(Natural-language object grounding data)
---+---

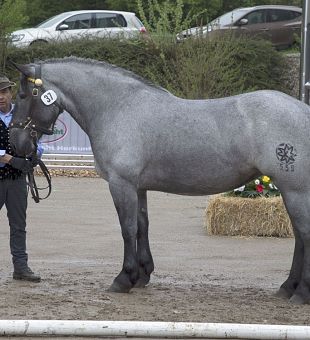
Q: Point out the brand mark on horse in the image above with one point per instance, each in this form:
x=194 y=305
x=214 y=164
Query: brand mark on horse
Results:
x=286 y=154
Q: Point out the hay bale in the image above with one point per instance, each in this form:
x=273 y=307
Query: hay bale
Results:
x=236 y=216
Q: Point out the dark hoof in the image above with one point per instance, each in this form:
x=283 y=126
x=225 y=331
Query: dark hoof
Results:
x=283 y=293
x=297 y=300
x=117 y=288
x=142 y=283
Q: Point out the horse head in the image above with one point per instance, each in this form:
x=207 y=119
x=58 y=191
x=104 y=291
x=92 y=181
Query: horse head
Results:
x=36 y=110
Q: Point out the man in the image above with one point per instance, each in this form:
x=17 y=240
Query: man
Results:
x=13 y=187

---+---

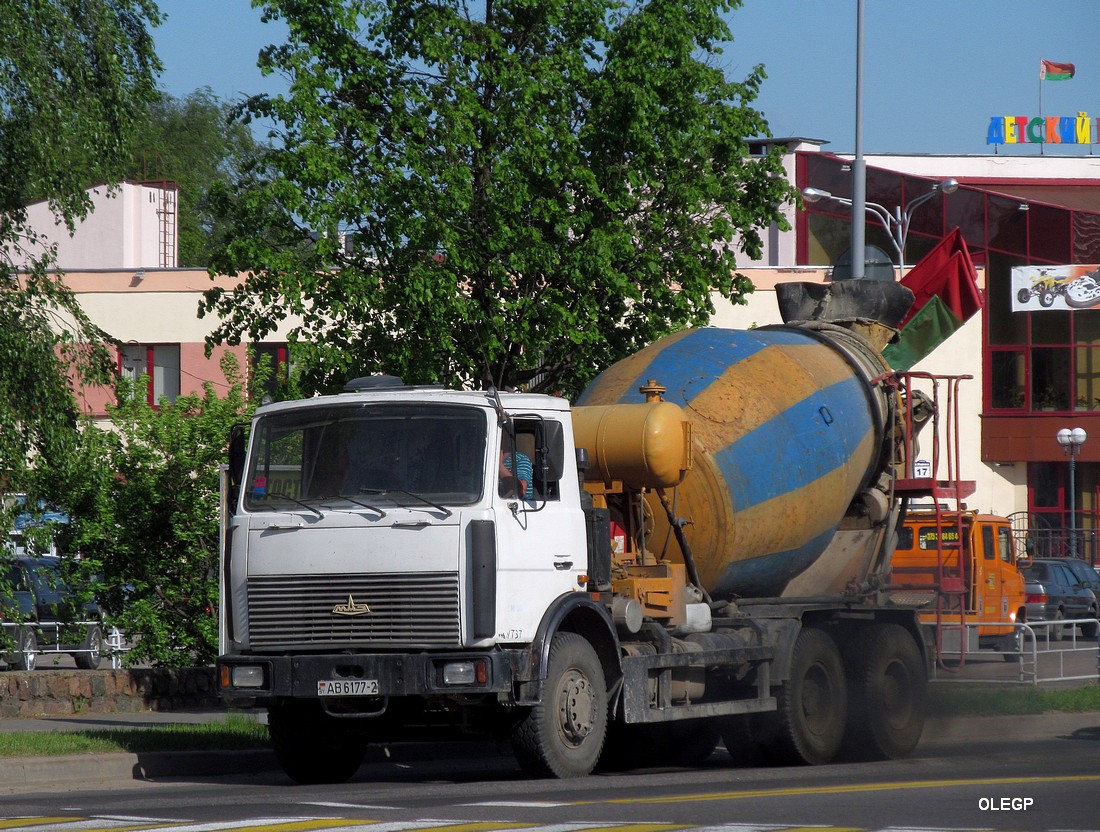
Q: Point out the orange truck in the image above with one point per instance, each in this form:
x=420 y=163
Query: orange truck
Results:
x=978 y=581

---+---

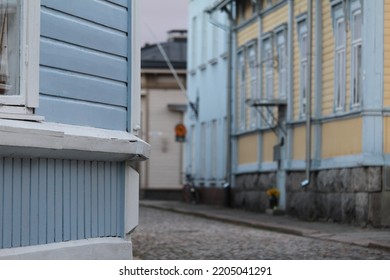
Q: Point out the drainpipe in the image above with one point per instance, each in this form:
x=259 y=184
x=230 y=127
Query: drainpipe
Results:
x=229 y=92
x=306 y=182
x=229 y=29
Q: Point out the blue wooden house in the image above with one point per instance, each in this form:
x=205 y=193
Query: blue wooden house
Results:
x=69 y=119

---+---

* _WORK ITEM_
Both end lines included, restate word for word the lines above from the line with "Q: Point out the brand" to the line with "x=273 y=307", and nothing else.

* _THE COMPLETED TASK_
Q: Point out the brand mark on horse in the image above with one point per instance, each in this form:
x=194 y=305
x=214 y=164
Query: brand mark on horse
Results:
x=286 y=154
Q: Point out the hay bale in the image above with one point per instance, each in this form:
x=273 y=307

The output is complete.